Check each line of the records below and collect those that include the word "white".

═════ TASK INPUTS

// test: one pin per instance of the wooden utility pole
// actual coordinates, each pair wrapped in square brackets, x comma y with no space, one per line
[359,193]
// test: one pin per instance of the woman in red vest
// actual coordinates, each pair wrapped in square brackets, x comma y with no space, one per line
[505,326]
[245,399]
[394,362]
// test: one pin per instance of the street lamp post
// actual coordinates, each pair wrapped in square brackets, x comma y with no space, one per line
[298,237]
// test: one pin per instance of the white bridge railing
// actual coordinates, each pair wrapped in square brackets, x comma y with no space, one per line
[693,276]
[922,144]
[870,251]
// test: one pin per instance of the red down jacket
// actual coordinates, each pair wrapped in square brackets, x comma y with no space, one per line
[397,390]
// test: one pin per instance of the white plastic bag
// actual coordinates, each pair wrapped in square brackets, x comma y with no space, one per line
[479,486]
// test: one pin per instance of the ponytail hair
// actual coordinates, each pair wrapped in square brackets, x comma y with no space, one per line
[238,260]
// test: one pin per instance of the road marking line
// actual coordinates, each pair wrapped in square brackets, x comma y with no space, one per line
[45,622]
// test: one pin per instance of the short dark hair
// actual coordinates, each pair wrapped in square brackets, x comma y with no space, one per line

══════════

■ RESPONSE BOX
// test: one pin per instance of the white bridge railing
// test: one pin per instance of the white plastic bag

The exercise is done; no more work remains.